## Reading text

Dean Cycon: Is Your Coffee Habit Sustainable?
Liquor wasn’t the only beverage whose consumption trends were turned upside down by the coronavirus (sales have bubbled up more than 24%) — Americans are buying more premium coffee than ever for at-home brewing and imbibing.
Coffee sales were predicted to rise almost 5% in 2020, according to research firm Mintel, with the retail versions of brands like Starbucks, Caribou and Peet’s “flying off the shelves.” Meanwhile, cafe-prepared sales plummeted, because of pandemic-related quarantines and shutdowns. Starbucks, for example, reported a 14% decline in comparable-store sales for the 2020 fiscal year (which ended Sept. 27, 2020).
I gave up coffee in August 2019 (yes, that diet again), so I haven’t been personally perking up those sales. But like so many things food-related, 2020 was a real wake-up call for consumers, who have been paying more attention than ever to the source of what passes their lips. I’d like to think that concern is flowing over into buying decisions.
With that in mind, I responded affirmatively to the chance to speak with Dean’s Beans founder and CEO Dean Cycon over the summer. The company, which hails from Orange, Massachusetts, recorded a tripling of sales on its web site in the early days of the pandemic, even as almost 60% of its wholesale business (product sold to restaurants and cafes) evaporated, Cycon told me. Like many small businesses, it was pivot or perish.
Some of that uptick is certainly due to some local love — Dean’s Beans is sited in a place that was supposed to become a hazardous waste site, and it has focused on inclusive hiring in its home town. But just as important is how Dean’s Beans touches communities in the faraway places where it sources its coffee beans. It buys only from small farming cooperatives, mainly run by Indigenous peoples, in countries including Colombia, East Timor, Ethiopia, Guatemala, Mexico, New Guinea, Nicaragua, Peru and Sumatra. For this approach, the company received a “Best for the World: Community” award from B Corporation in 2019. The company is a member of the Fair Trade Federation.
“In helping farmers understand the system and helping them become more active, then I have accomplished something,” Cycon says. “It’s about empowering people to become agents of change in their communities.” (You can read more about his philosophy in this June 2020 interview; or in his 2007 book, “Javatrekker: Dispatches from the World of Fair Trade Coffee.”)
As more consumers indulge their caffeine habits at home, Cycon encourages them to step back and consider the environmental and social impact of every sip they take. Look behind adjectives such as “ethical sourcing,” he urges, and get acquainted with what they really mean.

## Data to examine
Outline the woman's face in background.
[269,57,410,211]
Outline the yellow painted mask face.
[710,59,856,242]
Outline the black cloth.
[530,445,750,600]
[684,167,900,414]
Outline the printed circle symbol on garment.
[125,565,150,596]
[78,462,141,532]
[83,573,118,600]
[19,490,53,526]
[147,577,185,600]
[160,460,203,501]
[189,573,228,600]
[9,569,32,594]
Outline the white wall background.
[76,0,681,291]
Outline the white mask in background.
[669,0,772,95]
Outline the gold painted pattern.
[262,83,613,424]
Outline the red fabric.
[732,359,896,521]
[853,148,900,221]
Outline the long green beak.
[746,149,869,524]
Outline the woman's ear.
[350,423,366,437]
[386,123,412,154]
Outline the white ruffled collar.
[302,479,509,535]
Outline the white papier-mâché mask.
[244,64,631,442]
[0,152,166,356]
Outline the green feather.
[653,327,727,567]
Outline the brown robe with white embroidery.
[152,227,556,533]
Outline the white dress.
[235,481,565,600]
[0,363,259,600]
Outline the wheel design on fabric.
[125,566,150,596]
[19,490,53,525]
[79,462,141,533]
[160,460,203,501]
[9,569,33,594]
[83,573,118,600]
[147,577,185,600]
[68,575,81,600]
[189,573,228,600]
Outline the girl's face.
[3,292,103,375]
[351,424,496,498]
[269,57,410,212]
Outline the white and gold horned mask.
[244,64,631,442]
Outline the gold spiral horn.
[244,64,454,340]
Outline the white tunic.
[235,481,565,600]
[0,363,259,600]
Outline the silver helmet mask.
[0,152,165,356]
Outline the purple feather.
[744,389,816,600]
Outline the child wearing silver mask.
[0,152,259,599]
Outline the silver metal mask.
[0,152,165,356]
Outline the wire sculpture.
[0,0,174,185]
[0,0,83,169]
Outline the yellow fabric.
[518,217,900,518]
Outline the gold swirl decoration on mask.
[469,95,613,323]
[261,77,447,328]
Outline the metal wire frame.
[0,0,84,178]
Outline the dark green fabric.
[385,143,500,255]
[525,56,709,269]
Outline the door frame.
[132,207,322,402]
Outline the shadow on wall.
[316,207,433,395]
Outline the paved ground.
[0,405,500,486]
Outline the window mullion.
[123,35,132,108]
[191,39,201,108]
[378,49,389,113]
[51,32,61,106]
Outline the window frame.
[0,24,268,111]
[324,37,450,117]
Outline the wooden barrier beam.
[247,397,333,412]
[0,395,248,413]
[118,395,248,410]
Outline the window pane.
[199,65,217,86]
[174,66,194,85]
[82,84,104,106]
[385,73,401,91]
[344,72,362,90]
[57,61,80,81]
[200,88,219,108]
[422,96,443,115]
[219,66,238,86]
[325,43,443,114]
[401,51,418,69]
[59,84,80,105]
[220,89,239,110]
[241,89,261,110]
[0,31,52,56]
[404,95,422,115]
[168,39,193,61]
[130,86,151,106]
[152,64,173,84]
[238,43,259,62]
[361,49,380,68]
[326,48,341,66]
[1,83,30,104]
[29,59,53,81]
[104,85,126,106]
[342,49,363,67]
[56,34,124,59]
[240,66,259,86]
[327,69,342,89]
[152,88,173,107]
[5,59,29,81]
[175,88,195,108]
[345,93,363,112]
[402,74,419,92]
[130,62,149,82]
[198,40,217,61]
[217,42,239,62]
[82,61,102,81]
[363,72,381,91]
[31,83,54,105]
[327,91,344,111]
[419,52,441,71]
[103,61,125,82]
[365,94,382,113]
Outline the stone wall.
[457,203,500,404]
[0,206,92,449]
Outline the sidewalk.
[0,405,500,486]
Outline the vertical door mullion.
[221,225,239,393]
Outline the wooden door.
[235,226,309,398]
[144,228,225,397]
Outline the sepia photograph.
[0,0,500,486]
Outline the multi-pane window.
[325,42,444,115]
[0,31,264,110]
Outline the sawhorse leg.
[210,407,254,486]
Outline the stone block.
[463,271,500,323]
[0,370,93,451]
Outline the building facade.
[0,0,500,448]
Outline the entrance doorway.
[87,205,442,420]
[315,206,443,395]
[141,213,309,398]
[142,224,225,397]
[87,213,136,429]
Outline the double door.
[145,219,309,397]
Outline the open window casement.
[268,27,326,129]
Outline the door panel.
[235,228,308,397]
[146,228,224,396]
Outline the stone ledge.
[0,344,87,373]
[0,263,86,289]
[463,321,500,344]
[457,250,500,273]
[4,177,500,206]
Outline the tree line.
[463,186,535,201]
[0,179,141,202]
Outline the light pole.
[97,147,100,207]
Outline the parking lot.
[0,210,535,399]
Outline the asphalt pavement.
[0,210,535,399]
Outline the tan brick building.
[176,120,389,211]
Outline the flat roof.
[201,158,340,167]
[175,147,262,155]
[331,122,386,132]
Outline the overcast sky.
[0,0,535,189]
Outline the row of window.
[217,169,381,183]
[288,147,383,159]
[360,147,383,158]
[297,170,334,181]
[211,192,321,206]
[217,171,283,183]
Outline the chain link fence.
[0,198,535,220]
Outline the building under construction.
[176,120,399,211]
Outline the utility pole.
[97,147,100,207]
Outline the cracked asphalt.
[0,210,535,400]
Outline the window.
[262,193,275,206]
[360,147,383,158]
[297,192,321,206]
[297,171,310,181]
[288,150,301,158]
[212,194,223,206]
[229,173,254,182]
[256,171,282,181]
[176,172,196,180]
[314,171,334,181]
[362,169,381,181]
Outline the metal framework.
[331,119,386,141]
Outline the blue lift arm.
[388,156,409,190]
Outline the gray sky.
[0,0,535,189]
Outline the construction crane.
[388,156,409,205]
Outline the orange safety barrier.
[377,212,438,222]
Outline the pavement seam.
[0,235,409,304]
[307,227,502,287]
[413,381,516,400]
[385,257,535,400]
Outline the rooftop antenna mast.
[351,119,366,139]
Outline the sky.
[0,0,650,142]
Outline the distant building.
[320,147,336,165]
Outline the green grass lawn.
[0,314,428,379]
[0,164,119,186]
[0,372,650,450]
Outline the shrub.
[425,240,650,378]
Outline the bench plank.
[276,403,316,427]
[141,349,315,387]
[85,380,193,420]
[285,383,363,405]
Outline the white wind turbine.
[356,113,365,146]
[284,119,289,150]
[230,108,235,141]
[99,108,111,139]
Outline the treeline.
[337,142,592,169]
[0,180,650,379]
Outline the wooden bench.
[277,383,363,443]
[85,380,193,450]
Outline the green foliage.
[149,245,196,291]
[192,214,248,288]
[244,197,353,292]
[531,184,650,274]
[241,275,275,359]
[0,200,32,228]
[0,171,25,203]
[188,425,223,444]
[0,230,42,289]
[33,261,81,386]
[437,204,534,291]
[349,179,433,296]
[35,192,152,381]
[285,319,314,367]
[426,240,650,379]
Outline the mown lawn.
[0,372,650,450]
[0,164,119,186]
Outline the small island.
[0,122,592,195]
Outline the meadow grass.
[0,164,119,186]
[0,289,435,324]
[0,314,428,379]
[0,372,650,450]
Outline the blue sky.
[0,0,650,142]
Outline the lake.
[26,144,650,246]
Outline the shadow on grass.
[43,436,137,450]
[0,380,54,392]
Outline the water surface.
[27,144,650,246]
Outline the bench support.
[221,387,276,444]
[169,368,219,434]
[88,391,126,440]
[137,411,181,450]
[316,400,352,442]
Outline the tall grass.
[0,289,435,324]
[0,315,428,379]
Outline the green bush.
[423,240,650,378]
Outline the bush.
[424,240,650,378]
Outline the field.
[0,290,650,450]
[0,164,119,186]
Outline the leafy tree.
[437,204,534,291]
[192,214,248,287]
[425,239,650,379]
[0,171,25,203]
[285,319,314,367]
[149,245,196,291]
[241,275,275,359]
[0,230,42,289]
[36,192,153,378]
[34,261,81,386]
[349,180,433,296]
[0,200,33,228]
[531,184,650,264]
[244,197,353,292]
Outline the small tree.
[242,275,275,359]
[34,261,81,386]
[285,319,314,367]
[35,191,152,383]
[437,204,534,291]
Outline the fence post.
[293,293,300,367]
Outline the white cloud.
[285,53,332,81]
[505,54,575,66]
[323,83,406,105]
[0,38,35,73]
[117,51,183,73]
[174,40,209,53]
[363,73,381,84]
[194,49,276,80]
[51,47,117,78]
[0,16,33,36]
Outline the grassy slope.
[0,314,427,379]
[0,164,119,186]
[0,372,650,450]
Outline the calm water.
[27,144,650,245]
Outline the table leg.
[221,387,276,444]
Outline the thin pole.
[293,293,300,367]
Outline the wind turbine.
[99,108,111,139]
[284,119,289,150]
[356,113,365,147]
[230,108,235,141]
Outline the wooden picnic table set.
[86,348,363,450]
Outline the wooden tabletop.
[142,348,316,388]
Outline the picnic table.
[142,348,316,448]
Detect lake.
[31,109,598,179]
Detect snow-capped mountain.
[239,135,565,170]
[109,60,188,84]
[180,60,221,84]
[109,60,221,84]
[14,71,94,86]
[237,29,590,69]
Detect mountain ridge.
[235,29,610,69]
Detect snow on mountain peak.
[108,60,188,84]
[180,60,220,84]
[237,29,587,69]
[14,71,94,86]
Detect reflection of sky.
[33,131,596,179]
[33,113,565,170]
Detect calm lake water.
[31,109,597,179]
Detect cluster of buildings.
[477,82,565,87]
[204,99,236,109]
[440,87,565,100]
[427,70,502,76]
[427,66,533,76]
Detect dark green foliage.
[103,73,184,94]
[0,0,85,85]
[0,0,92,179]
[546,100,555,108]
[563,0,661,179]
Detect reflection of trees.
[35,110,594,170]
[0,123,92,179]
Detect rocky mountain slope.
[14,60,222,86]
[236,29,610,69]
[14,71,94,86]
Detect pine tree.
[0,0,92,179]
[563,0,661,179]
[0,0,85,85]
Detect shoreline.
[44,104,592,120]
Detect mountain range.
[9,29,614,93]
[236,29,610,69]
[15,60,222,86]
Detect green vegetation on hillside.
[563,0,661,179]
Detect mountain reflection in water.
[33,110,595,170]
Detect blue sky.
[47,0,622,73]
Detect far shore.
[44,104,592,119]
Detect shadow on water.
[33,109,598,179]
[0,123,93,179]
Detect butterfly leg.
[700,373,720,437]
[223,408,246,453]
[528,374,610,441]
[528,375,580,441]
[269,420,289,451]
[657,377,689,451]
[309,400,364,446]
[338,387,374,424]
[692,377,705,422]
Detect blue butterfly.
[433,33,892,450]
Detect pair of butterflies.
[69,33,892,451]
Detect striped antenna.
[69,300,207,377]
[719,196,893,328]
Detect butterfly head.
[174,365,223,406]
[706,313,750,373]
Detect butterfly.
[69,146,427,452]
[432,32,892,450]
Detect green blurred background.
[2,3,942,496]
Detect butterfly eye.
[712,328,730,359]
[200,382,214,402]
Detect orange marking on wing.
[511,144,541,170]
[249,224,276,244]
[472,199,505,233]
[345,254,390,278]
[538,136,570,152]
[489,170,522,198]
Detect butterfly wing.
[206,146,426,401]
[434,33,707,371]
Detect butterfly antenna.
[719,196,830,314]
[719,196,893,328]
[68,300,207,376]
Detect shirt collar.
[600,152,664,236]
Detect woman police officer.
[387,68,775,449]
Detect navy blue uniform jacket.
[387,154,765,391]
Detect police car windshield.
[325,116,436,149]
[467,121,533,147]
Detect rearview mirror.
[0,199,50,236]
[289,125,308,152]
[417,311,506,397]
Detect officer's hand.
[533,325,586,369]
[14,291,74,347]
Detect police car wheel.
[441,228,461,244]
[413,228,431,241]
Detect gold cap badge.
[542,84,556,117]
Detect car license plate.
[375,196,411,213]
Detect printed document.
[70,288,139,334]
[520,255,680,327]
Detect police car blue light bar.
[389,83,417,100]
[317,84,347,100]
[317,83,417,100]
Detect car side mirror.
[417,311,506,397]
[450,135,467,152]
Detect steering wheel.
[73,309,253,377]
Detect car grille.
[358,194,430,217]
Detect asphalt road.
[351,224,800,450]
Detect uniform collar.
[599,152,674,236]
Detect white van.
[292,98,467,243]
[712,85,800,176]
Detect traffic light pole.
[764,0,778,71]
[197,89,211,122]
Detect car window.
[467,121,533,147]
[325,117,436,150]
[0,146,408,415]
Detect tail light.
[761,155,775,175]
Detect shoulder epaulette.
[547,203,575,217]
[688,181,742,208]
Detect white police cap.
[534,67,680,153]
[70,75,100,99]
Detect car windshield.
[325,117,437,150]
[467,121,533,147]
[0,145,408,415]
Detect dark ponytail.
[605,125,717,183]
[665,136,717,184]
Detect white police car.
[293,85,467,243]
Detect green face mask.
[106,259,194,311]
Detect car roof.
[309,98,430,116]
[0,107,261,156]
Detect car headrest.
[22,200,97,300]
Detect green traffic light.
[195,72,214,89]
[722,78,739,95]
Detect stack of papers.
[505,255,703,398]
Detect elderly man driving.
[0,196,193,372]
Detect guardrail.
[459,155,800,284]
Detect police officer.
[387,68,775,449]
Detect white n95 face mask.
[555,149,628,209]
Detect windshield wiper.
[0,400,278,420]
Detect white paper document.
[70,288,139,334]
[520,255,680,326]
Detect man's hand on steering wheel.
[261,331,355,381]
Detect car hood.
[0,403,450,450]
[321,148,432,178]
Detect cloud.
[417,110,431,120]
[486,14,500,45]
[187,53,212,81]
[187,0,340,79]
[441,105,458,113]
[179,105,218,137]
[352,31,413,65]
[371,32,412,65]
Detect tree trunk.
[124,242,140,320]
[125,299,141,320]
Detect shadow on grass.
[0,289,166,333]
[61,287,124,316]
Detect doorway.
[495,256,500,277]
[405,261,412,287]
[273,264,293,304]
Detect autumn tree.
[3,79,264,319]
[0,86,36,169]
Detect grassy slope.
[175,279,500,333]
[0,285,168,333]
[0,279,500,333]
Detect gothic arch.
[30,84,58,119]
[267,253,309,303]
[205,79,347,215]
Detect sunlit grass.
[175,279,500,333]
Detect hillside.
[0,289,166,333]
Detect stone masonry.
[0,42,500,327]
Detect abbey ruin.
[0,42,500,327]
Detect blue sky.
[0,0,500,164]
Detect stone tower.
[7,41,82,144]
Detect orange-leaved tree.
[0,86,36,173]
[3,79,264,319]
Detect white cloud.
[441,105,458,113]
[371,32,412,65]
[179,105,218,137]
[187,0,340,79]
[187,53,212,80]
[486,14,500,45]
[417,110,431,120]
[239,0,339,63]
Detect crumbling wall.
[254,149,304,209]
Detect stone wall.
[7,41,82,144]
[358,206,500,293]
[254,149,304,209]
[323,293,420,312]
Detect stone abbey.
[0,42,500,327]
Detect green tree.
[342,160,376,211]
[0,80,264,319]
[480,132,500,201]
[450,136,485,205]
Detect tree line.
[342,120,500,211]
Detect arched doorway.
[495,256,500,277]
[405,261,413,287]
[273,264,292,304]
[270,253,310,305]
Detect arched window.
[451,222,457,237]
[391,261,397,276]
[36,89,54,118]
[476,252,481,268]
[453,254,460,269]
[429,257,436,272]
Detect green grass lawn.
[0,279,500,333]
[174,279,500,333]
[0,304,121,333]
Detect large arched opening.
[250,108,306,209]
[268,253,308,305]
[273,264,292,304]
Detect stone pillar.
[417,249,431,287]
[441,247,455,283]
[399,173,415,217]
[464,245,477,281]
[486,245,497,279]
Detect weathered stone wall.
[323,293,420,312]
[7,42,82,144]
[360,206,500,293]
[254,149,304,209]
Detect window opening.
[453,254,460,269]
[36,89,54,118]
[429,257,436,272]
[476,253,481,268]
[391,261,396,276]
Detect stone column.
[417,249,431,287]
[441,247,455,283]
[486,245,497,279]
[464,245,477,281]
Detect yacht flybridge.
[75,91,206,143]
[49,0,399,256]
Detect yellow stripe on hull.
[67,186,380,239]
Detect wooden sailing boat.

## Exercise set
1) Decide whether each statement agrees with the coffee article, answering yes or no and quoting the deciding words: (a) Dean's Beans buys only from small farming cooperatives. (b) Starbucks reported a 24% decline in comparable-store sales for its 2020 fiscal year. (c) Nearly 60% of the company's wholesale business evaporated in the early days of the pandemic.
2) Reproduce the stretch of the coffee article from "Coffee sales were" through "Sept. 27, 2020).", word for word.
Nothing in the listing is needed for what comes next.

## Results of the tasks
1)
(a) Yes: "It buys only from small farming cooperatives"
(b) No: "Starbucks, for example, reported a 14% decline in comparable-store sales for the 2020 fiscal year"
(c) Yes: "almost 60% of its wholesale business (product sold to restaurants and cafes) evaporated"

2)
Coffee sales were predicted to rise almost 5% in 2020, according to research firm Mintel, with the retail versions of brands like Starbucks, Caribou and Peet’s “flying off the shelves.” Meanwhile, cafe-prepared sales plummeted, because of pandemic-related quarantines and shutdowns. Starbucks, for example, reported a 14% decline in comparable-store sales for the 2020 fiscal year (which ended Sept. 27, 2020).